• _The task_: Copy the listing below in full, but switch "boat mast" to "ship mast" and leave every other word, number, and line as it is.
:: Entries ::
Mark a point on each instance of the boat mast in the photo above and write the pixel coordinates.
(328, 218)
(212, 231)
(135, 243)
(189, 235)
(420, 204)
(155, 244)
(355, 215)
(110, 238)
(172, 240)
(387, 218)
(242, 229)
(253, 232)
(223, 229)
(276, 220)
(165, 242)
:::
• _Task solution_:
Mark a point on each instance of the ship mast in the photo above and write the pixel coordinates.
(328, 218)
(212, 231)
(135, 243)
(189, 235)
(420, 204)
(155, 244)
(355, 215)
(110, 238)
(172, 240)
(387, 218)
(242, 229)
(253, 232)
(223, 229)
(276, 220)
(165, 242)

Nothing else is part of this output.